Records from a data source
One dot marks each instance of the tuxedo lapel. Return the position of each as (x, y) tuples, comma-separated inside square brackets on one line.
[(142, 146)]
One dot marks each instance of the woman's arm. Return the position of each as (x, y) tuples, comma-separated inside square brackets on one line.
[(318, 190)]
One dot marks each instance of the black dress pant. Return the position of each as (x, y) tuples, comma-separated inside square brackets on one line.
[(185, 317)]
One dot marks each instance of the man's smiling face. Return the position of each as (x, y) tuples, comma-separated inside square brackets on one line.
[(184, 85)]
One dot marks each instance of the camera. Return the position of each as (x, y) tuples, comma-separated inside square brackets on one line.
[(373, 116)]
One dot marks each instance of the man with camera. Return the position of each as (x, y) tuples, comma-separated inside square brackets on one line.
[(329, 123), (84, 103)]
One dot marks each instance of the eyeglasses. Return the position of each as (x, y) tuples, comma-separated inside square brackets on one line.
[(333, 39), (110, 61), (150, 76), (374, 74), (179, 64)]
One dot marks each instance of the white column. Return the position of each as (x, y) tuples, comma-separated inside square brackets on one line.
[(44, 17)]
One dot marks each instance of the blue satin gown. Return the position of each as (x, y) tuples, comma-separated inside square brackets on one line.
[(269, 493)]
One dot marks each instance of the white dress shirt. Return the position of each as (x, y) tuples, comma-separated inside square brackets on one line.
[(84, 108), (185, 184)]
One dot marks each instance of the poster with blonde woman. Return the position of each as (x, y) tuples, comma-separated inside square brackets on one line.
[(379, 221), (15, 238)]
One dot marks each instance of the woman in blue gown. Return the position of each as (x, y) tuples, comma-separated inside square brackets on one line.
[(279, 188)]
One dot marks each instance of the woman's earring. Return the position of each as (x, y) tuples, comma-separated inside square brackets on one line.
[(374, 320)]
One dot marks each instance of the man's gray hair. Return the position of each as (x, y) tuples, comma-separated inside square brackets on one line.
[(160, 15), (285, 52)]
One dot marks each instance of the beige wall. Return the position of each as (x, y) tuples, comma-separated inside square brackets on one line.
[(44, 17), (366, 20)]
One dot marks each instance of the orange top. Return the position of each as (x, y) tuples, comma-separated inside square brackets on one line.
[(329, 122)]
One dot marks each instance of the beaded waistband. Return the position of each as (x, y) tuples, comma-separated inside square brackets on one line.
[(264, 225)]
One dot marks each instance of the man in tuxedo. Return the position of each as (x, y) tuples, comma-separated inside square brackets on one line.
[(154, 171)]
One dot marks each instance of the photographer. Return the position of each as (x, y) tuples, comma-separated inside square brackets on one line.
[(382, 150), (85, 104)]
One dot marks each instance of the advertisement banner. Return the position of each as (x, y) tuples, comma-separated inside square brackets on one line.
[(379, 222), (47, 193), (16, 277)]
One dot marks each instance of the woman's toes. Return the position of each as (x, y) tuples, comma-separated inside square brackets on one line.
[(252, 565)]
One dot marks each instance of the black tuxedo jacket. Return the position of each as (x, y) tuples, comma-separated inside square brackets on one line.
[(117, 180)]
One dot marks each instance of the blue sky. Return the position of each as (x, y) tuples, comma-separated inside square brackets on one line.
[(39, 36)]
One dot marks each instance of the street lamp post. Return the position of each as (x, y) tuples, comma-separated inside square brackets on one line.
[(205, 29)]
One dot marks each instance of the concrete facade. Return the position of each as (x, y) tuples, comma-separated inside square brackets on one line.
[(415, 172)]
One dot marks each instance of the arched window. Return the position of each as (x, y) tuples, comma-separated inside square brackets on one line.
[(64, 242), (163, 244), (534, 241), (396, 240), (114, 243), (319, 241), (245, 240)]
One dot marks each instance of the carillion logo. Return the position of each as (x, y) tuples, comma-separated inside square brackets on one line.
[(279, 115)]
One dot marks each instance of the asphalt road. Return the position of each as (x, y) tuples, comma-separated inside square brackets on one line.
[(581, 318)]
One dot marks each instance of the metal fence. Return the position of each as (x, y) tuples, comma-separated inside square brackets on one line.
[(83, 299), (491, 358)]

- [Job]:
Lay out every line of the data above as a JSON list of strings, one string per line, leaving out any blank lines.

- [Exercise response]:
[
  "One dot marks each instance of the tuxedo lapel. Return the position of each as (x, y) tuples, comma-separated inside square brackets on one line.",
  "[(142, 146)]",
  "One dot marks each instance of the woman's arm. Return the position of each as (x, y) tuples, comma-separated inside square brackets on one line.",
  "[(318, 190)]",
  "One dot marks each instance of the black dress pant. Return the position of each as (x, y) tuples, comma-separated inside square brackets on one line.",
  "[(185, 317)]",
  "One dot marks each instance of the man's smiling face. Return the position of each as (x, y) tuples, comma-separated inside square brackets on one line.",
  "[(184, 85)]",
  "One dot marks each instance of the camera. Return the position of each as (x, y) tuples, comma-separated inside square brackets on one line.",
  "[(373, 116)]",
  "One dot marks each instance of the man with camera. Return the position of each as (x, y) tuples, comma-separated inside square brackets on one line.",
  "[(329, 123), (84, 103)]",
  "One dot marks each instance of the eyeglasses. Return the position of each as (x, y) tuples, comma-separated inside square brackets on one line.",
  "[(333, 39), (110, 61), (150, 76), (374, 74), (179, 64)]",
  "One dot marks each instance of the white column. Return the position of each as (x, y) tuples, comma-separated inside square brackets on one line.",
  "[(44, 17)]",
  "One dot marks each instance of the blue satin gown. Return the position of each as (x, y) tuples, comma-separated inside square brackets on one line.",
  "[(269, 493)]",
  "One dot marks each instance of the white dress shirt. Return the position of each as (x, y) tuples, comma-separated inside square brackets on one line.",
  "[(84, 108), (185, 184)]",
  "One dot marks each instance of the poster with blonde woman. Return the position of each as (x, y) tuples, comma-separated inside square brackets on one line.",
  "[(379, 221), (15, 238)]",
  "One dot marks each instance of the woman in blue gown. Return the position of each as (x, y) tuples, comma-separated inside square brackets on one line.",
  "[(279, 188)]",
  "One dot marks each instance of the woman's earring. Return the position of each as (x, y) tuples, comma-separated inside square brackets on one line.",
  "[(374, 320)]",
  "One dot marks each instance of the man's gray hair. Return the position of each as (x, y) tuples, comma-separated inside square brackets on one line.",
  "[(160, 15), (285, 52)]",
  "One dot marks each instance of the beige wall. Return the position of each as (x, y) tuples, comma-separated inside square brackets on one line.",
  "[(44, 17), (366, 20)]",
  "One dot marks each instance of the orange top. Return the position of each as (x, y) tuples, comma-separated inside square brackets on one line.",
  "[(329, 122)]",
  "One dot marks each instance of the beaded waistband. Return the position of each as (x, y) tuples, comma-separated inside square brackets on one line.",
  "[(264, 225)]",
  "One dot marks each instance of the man in tuxedo. Return the position of each as (x, y) tuples, comma-separated inside square brackets on one line.",
  "[(154, 171)]",
  "One dot marks each instance of the photographer. Return the position of each as (x, y) tuples, comma-separated inside square brackets on one line.",
  "[(382, 150), (85, 104)]",
  "One dot marks each instance of the advertisement banner. Return the position of each as (x, y) tuples, comma-separated inside square brackets on one line.",
  "[(379, 222), (47, 193), (16, 277)]",
  "One dot marks each instance of the woman's toes. Return the position of each as (x, y) tuples, comma-separated inside square brackets on one line.",
  "[(252, 565)]",
  "One dot marks each instance of the black tuxedo jacket. Return the position of each as (x, y) tuples, comma-separated inside square brackets on one line.",
  "[(117, 180)]",
  "One dot marks each instance of the blue sky. Return the position of each as (x, y) tuples, comma-separated inside square brackets on one line.",
  "[(39, 36)]",
  "One dot marks each instance of the street lamp post. Return the position of each as (x, y) tuples, comma-separated inside square brackets on one line.",
  "[(205, 29)]",
  "One dot marks each instance of the concrete facade. Return the position of each as (x, y) tuples, comma-separated inside square brackets on one line.",
  "[(415, 172)]",
  "One dot marks each instance of the arched window. Return the position of each as (x, y) tuples, comma-separated inside square brackets on one line.",
  "[(64, 242), (163, 244), (534, 241), (396, 240), (114, 243), (319, 241), (245, 240)]",
  "One dot marks each instance of the carillion logo. Return the position of each as (x, y) tuples, comma-separated inside square brackets on one line.",
  "[(279, 115)]",
  "One dot marks each instance of the asphalt road. Return the position of each as (x, y) tuples, comma-separated inside square brackets on one line.",
  "[(581, 318)]",
  "One dot marks each instance of the metal fence. Return the position of each as (x, y) tuples, comma-separated inside square brackets on one line.",
  "[(83, 299), (491, 358)]"
]